ABOUT THIS TASK: Reproduce word for word the section of the passage on startup accelerators and incubators that begins at the words "Regardless of the" and stops after the words "you will experience.".

As you interview past founders and others, look for other evidence of results that may not show up in the hard numbers. What percentage of the founders you talked to actually got to true product-market fit? How many customers did past portfolio companies get as a result of the program’s network? How many key hires were introduced by the managing directors or mentors?

Terms and other factors

These programs generally seek to own equity in your company for the money and assistance they provide you. It’s important that you are very comfortable with what you are giving up relative to what you are getting. Dilution can be very expensive, of course.

Many of these programs require that you and your founding team are physically present in their facilities.

For accelerators, it is rare that you will see programs that ask for more than 10 percent of your company in exchange for admission. Anything more than this, and you need to be skeptical. Incubators, on the other hand, will usually look to own much more. This is because they are typically providing much more hands-on value, spread out across a smaller portfolio of companies, and for over a longer time period.

The amount of financing provided by these programs varies widely. Accelerators tend to give in the $50,000 to $150,00 range. Incubator data is harder to quantify, but usually goes well above this investment. On top of cash, these programs will also provide other non-cash resources such as founding team members, hands-on advice daily, facilities, and accommodation in some cases.

Regardless of the equity price of admission or amount financing, make sure there is a great a chance that the value you will get will more than cover the dilution you will experience.

SUPPLIED ENTRIES:
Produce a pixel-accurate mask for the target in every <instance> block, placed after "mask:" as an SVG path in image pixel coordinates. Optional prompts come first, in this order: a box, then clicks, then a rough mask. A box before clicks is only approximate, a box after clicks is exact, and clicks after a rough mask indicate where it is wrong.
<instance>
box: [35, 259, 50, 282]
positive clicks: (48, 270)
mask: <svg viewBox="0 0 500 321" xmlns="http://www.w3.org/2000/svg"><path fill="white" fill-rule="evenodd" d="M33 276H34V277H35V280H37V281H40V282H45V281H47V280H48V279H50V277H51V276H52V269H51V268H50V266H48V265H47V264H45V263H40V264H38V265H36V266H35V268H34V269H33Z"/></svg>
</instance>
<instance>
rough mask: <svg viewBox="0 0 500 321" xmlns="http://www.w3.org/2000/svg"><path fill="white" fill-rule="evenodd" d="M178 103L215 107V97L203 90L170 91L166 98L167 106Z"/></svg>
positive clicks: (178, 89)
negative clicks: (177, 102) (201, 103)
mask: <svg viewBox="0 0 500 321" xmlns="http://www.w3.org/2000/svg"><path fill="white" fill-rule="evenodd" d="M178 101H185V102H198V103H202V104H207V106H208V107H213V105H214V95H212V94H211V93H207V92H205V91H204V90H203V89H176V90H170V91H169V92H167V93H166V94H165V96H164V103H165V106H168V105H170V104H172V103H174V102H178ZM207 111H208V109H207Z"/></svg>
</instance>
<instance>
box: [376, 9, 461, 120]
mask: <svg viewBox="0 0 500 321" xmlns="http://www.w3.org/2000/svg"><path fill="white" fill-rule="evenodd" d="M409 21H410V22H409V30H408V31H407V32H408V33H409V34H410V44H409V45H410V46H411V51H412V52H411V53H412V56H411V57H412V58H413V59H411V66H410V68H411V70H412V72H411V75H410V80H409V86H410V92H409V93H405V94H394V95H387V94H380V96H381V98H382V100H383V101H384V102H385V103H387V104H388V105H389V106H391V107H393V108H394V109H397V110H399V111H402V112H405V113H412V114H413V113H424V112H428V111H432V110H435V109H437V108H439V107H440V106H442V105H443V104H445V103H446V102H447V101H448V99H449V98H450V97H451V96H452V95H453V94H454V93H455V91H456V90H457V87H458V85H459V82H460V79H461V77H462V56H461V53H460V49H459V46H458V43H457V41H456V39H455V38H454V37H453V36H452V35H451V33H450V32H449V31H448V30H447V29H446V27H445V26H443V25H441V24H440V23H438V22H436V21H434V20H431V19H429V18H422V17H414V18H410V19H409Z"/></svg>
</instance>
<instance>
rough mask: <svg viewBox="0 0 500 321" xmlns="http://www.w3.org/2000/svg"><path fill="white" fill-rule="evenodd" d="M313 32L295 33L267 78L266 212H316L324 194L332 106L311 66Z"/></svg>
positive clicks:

RESPONSE FOR THIS EXERCISE:
Regardless of the equity price of admission or amount financing, make sure there is a great a chance that the value you will get will more than cover the dilution you will experience.